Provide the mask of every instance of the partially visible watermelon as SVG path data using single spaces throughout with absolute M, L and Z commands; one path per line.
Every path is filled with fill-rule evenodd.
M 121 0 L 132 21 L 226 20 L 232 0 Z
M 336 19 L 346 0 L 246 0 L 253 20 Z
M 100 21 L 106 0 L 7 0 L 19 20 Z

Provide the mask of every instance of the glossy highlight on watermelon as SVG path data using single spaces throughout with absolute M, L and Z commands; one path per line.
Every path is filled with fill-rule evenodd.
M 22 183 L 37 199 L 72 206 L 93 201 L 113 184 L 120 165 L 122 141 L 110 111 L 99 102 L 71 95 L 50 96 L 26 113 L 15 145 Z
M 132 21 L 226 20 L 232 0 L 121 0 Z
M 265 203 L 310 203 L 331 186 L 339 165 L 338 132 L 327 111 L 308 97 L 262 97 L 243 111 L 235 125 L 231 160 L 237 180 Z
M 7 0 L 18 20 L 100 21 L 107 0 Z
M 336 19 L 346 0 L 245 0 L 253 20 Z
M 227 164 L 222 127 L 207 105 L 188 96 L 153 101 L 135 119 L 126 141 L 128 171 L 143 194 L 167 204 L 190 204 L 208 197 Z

> [Task prompt]:
Please copy out the listing lines verbatim, starting with the line containing "Provide the mask of every instance of the glossy" and ending with the line containing "M 336 19 L 346 0 L 245 0 L 253 20 Z", both included.

> [Result for this exercise]:
Provide the mask of every instance of the glossy highlight on watermelon as SVG path data using single spaces throughout with absolute M, L and Z commands; one path per line.
Every path is filled with fill-rule evenodd.
M 22 183 L 37 199 L 72 206 L 93 201 L 113 184 L 120 165 L 122 141 L 110 111 L 99 102 L 71 95 L 50 96 L 26 113 L 15 145 Z
M 132 21 L 226 20 L 232 0 L 121 0 Z
M 265 203 L 310 203 L 331 186 L 339 165 L 338 132 L 327 111 L 308 97 L 262 97 L 243 111 L 235 125 L 231 160 L 237 180 Z
M 7 0 L 18 20 L 100 21 L 107 0 Z
M 336 19 L 346 0 L 245 0 L 253 20 Z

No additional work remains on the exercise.